> [Tasks]:
**a)** Please copy the stretch of the Kyler Murray article from "He is a rookie" through "knows reality too.".
**b)** In the Kyler Murray article, list every point Keim says they are making sure of with Murray.

> [Excerpted text]:
------------------------------------------------------------------------

Kyler Murray claimed ignorance, saying he didn't know he was the favorite for NFL offensive rookie of the year or even that he has been hyped by many since training camp has started.
Sure, there are times when he is eating with teammates at dinner in the hotel the Cardinals are holed up in during camp and the TV in the background plays out a Murray highlight package. Other than that, Murray insists he doesn't pay attention.
He is a rookie quarterback in a league where growing pains are inevitable for a rookie quarterback. Even if he is good, he won't be good all the time.
"I've got to go out and play well, and if I don't, people are going to be mad, I'm going to be mad, everyone is going to be mad," Murray said with both a smile and self-awareness. "My focus is to play well."
At a recent practice, Cardinals general manager Steve Keim watched his team work as he has since they arrived. He is as impressed with Murray as anyone, as he figured he would be from the time they drafted him.
But – and it's a natural hesitation – Keim knows reality too.
"I just think you have to temper your enthusiasm," Keim said. "He's made so many wild plays and he's done so many exciting things at camp so far, you just want to make sure we're not getting ahead of ourselves. That we're making sure he is staying with his fundamentals, that he's playing within the offense, everybody is on the same page.
"But in terms of his physical skillset and some of the things he can do to make this offense explosive, there is no doubt, in my opinion, he is as good as advertised."
The offense didn't have its best day Thursday, and Murray allowed that camp has become somewhat monotonous (although when asked whether he felt these were the "dog days" of camp, Murray wasn't familiar with that particular phrase.)
However he did talk about being able to focus on football all the time rather than juggle that with school, as he had in college. He even said he liked the challenge of tighter passing windows in the NFL, that it "makes it fun."

------------------------------------------------------------------------

> [Recorded information]:
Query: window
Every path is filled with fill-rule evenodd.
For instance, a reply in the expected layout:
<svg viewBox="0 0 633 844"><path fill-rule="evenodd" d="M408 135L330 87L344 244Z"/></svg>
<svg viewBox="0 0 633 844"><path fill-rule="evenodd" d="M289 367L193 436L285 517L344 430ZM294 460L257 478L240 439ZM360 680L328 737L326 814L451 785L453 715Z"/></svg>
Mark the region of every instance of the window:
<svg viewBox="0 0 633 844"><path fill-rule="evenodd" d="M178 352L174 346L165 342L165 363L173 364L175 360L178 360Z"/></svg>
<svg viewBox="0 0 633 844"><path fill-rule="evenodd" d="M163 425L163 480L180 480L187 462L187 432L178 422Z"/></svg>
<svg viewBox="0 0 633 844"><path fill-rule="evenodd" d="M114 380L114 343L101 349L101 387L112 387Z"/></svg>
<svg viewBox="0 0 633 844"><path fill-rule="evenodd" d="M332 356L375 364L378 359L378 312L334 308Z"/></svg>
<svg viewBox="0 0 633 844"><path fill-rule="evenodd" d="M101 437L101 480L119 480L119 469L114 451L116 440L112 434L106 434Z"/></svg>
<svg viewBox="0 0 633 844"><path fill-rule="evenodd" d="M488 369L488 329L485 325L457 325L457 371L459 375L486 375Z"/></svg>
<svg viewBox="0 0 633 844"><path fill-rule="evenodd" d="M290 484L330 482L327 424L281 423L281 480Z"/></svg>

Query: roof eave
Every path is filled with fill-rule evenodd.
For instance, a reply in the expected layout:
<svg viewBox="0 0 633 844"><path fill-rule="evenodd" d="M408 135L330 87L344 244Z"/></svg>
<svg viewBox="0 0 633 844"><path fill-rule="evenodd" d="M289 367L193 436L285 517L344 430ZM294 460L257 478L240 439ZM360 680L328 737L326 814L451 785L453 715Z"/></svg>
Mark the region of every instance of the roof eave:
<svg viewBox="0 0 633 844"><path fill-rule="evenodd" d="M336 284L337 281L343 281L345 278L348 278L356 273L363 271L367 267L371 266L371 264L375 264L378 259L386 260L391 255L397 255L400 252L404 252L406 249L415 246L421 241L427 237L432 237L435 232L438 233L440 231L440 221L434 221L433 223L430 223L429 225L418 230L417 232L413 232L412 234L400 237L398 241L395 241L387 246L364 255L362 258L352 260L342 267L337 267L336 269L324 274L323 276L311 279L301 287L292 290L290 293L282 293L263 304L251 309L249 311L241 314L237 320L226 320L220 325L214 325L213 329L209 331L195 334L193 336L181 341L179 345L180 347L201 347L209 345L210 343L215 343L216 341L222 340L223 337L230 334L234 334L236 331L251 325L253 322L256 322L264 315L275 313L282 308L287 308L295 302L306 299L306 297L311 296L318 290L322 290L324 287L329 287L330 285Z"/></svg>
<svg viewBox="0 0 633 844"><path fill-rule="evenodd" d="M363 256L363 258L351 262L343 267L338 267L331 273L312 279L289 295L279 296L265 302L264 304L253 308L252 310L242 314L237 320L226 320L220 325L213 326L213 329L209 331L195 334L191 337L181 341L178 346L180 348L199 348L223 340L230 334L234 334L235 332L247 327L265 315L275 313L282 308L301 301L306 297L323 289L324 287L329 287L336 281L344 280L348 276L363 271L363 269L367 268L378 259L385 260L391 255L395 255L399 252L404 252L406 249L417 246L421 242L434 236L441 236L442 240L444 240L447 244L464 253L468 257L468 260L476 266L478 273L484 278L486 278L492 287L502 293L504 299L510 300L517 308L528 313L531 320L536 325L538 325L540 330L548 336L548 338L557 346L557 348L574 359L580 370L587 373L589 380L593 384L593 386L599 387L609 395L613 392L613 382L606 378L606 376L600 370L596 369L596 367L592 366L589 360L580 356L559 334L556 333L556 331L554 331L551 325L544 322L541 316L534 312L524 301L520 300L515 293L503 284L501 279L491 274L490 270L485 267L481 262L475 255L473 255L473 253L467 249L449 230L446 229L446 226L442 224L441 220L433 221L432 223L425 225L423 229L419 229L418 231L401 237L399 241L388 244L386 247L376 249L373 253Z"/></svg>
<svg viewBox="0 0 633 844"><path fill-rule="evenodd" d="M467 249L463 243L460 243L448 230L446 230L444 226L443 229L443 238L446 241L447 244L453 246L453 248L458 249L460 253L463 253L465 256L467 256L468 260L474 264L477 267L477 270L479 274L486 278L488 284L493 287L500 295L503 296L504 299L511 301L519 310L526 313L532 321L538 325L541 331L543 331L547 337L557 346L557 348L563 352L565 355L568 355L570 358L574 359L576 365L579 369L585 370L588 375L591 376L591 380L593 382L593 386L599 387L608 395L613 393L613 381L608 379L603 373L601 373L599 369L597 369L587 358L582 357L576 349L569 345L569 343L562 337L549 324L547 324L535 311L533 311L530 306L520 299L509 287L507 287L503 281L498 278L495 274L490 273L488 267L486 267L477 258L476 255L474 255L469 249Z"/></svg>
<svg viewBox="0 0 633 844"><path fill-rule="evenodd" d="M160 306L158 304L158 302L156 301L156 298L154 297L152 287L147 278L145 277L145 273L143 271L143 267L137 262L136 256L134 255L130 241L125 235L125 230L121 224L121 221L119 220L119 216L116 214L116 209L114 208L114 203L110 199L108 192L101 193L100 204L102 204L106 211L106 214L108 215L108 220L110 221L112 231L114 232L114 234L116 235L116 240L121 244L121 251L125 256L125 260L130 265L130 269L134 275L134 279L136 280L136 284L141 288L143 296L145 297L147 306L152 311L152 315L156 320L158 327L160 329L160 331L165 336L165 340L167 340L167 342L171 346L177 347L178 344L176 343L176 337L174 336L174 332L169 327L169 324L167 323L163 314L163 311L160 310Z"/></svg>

------------------------------------------------------------------------

> [Numbered responses]:
**a)**
He is a rookie quarterback in a league where growing pains are inevitable for a rookie quarterback. Even if he is good, he won't be good all the time.
"I've got to go out and play well, and if I don't, people are going to be mad, I'm going to be mad, everyone is going to be mad," Murray said with both a smile and self-awareness. "My focus is to play well."
At a recent practice, Cardinals general manager Steve Keim watched his team work as he has since they arrived. He is as impressed with Murray as anyone, as he figured he would be from the time they drafted him.
But – and it's a natural hesitation – Keim knows reality too.

**b)**
- He is staying with his fundamentals.
- He is playing within the offense.
- Everybody is on the same page.